Instruction: Reproduce the listing from the line with "point: hanging plant" up to and including the line with "column 310, row 313", and nothing more.

Material shown:

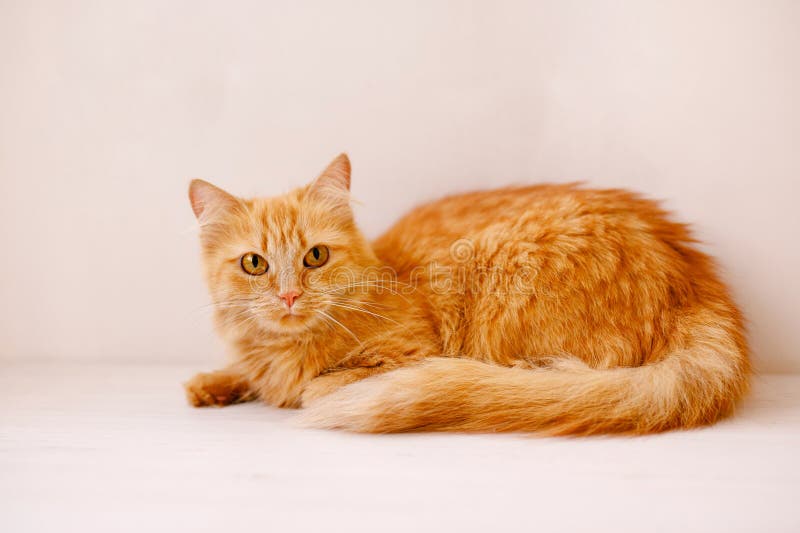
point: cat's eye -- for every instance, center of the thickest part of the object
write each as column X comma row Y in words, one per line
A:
column 317, row 256
column 254, row 264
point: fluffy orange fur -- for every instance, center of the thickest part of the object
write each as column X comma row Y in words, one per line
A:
column 549, row 308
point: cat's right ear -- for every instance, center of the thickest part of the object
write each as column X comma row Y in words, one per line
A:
column 208, row 200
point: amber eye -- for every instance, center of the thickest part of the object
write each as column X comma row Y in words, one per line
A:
column 254, row 264
column 317, row 256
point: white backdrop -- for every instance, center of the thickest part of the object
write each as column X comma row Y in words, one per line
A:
column 107, row 108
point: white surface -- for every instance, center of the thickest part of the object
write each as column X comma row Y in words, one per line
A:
column 114, row 448
column 107, row 108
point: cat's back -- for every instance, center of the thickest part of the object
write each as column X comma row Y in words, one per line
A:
column 547, row 216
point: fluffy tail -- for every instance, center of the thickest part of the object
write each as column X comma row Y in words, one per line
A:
column 686, row 388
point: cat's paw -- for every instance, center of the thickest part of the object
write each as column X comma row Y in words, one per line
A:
column 321, row 386
column 215, row 388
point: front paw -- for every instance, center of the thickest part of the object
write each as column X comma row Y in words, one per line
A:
column 215, row 388
column 319, row 387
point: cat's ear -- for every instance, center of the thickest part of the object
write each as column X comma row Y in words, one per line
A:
column 333, row 185
column 208, row 200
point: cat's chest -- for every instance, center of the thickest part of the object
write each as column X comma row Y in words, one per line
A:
column 280, row 372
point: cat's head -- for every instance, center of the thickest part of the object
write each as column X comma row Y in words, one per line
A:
column 281, row 264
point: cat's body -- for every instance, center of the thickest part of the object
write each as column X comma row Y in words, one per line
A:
column 547, row 308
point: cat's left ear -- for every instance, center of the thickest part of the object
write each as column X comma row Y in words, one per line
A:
column 333, row 185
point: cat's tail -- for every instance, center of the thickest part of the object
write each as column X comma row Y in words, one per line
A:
column 688, row 387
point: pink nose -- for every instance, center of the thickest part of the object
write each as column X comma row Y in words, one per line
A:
column 289, row 297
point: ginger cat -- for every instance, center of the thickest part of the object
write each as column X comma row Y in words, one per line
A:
column 549, row 308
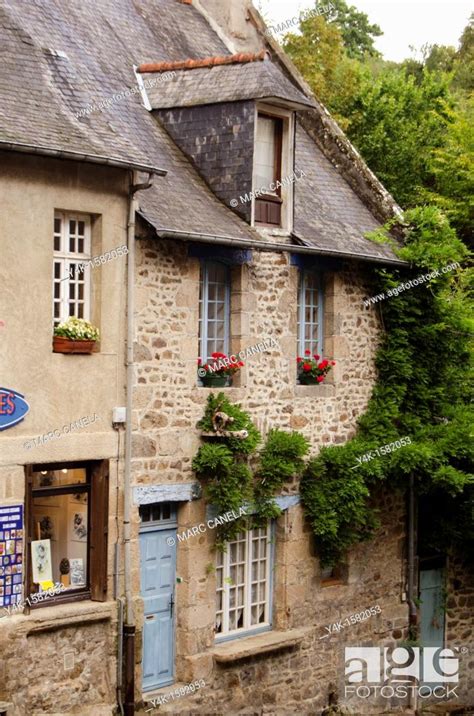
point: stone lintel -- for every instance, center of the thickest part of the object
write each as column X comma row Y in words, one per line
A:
column 178, row 492
column 262, row 643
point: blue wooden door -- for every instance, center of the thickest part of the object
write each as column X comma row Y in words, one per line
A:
column 432, row 607
column 158, row 570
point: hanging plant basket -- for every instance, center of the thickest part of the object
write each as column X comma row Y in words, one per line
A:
column 72, row 345
column 215, row 381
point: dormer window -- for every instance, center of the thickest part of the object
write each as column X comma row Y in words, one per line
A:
column 273, row 168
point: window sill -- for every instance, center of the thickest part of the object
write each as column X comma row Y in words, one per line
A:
column 323, row 390
column 62, row 616
column 332, row 583
column 269, row 641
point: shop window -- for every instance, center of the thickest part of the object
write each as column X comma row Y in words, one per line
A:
column 243, row 573
column 71, row 272
column 214, row 310
column 67, row 517
column 310, row 313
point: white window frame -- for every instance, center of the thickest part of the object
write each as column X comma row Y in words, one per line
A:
column 248, row 627
column 67, row 259
column 317, row 344
column 287, row 168
column 203, row 309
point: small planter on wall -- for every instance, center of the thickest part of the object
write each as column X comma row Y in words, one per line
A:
column 70, row 345
column 311, row 369
column 75, row 336
column 218, row 372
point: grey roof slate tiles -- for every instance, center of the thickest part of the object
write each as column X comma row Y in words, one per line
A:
column 57, row 57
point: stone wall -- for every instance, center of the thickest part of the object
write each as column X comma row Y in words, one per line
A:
column 460, row 621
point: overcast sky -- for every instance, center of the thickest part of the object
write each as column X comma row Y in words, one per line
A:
column 404, row 22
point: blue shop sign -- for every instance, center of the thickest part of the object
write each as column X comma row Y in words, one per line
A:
column 13, row 408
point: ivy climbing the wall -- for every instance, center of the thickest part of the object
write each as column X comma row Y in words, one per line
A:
column 423, row 390
column 234, row 475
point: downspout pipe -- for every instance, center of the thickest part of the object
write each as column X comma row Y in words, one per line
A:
column 129, row 625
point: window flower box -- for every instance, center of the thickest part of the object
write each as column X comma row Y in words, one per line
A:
column 312, row 370
column 75, row 336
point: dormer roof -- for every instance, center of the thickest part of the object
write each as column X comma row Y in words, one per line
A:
column 226, row 78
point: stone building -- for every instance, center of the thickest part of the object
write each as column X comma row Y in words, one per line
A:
column 149, row 126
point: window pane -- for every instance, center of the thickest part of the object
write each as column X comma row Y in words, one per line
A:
column 60, row 539
column 247, row 599
column 214, row 310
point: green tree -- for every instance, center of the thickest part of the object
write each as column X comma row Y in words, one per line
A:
column 464, row 74
column 423, row 391
column 452, row 170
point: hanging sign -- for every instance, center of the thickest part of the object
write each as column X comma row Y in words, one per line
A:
column 13, row 408
column 11, row 554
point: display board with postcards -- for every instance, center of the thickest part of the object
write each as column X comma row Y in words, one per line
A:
column 11, row 555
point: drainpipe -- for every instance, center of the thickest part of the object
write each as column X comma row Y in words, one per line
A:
column 129, row 625
column 412, row 609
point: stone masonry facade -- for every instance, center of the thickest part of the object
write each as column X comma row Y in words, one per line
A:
column 168, row 405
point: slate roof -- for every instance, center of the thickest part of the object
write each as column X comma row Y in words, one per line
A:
column 59, row 57
column 226, row 83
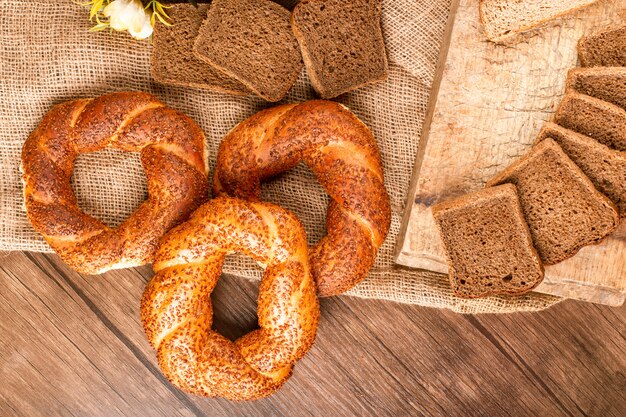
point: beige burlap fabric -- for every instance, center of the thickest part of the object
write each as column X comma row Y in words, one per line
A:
column 47, row 56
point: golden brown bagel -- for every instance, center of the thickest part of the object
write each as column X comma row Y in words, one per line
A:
column 343, row 154
column 172, row 155
column 176, row 307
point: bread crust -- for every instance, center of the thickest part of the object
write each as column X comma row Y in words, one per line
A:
column 316, row 81
column 176, row 309
column 512, row 34
column 343, row 154
column 172, row 154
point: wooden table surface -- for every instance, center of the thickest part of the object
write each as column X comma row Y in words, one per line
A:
column 73, row 345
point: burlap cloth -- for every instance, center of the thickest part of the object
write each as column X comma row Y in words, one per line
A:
column 48, row 56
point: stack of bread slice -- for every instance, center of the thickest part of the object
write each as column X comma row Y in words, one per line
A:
column 242, row 47
column 567, row 192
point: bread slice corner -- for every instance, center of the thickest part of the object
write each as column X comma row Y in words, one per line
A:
column 604, row 49
column 342, row 44
column 604, row 83
column 488, row 244
column 606, row 168
column 503, row 20
column 593, row 117
column 563, row 209
column 251, row 41
column 173, row 62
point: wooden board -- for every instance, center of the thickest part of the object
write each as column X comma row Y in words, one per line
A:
column 73, row 345
column 487, row 106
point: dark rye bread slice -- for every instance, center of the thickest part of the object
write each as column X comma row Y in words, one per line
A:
column 173, row 61
column 603, row 121
column 605, row 167
column 563, row 209
column 604, row 83
column 252, row 41
column 488, row 244
column 605, row 49
column 342, row 44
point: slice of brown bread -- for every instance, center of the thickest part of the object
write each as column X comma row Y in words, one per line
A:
column 605, row 49
column 342, row 44
column 563, row 209
column 605, row 167
column 605, row 83
column 504, row 19
column 252, row 41
column 173, row 61
column 488, row 244
column 603, row 121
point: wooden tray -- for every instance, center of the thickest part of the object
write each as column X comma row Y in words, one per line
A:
column 487, row 106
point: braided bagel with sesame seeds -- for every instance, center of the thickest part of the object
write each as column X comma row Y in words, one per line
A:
column 171, row 147
column 177, row 313
column 343, row 154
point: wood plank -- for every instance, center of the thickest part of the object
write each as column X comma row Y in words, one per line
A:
column 485, row 113
column 73, row 344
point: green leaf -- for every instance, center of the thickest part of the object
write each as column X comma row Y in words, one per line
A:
column 99, row 27
column 165, row 22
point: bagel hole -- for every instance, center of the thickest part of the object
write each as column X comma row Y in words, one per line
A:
column 235, row 306
column 298, row 191
column 109, row 184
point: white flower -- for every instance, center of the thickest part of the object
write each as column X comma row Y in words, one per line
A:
column 129, row 15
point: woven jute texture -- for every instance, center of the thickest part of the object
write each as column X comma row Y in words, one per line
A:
column 48, row 56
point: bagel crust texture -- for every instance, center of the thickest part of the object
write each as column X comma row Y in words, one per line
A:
column 176, row 309
column 171, row 148
column 342, row 152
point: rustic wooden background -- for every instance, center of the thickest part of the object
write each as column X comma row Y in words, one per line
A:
column 73, row 345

Reply:
point: hanging plant basket -- for every instance, center of the thickest part of the object
write each as column X comma row Y in words, one per line
A:
column 72, row 345
column 215, row 381
point: dormer window -- for every instance, center of the thickest part of the object
write each as column X comma row Y in words, one per line
A:
column 273, row 168
point: window sill -- for every instance, center of the thickest part of the object
write each as column X comma row Y in words, one per line
A:
column 323, row 390
column 62, row 616
column 332, row 583
column 269, row 641
point: shop window -- for every instance, center of the thickest part of the object
write each as column X comma row Y in words, one per line
A:
column 243, row 573
column 71, row 272
column 214, row 310
column 67, row 517
column 310, row 313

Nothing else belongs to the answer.